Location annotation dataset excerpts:
# # # # # # #

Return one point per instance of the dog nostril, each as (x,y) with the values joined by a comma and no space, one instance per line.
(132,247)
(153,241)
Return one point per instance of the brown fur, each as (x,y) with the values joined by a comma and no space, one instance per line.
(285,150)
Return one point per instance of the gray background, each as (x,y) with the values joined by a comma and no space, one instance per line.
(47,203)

# # # # # # #

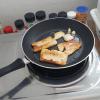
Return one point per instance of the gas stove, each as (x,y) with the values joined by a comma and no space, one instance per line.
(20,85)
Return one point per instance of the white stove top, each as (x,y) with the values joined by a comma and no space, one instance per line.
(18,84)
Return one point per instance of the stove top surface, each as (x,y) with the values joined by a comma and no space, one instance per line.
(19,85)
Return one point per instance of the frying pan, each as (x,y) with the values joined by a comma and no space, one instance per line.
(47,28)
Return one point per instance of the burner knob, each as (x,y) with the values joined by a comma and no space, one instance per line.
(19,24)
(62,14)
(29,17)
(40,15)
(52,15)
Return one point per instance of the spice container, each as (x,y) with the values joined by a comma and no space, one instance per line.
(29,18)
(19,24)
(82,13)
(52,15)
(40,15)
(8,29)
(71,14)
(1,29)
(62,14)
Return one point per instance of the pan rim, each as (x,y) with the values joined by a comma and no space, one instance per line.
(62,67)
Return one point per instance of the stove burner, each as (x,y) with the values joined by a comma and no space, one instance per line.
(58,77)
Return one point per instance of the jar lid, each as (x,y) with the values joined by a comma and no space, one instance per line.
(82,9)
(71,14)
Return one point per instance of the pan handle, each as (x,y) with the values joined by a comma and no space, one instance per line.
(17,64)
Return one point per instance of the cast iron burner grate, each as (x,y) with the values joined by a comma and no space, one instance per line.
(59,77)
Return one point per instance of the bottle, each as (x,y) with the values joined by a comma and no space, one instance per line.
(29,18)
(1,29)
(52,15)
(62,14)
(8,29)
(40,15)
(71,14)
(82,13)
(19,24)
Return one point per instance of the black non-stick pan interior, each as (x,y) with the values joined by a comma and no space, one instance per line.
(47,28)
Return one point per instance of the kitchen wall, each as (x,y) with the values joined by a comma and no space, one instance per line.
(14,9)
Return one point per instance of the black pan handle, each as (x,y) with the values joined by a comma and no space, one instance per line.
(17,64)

# # # # # # #

Task description
Please count the lines of the data above that contain the string "stove", where case counts, and reply with only the number.

Full solution
4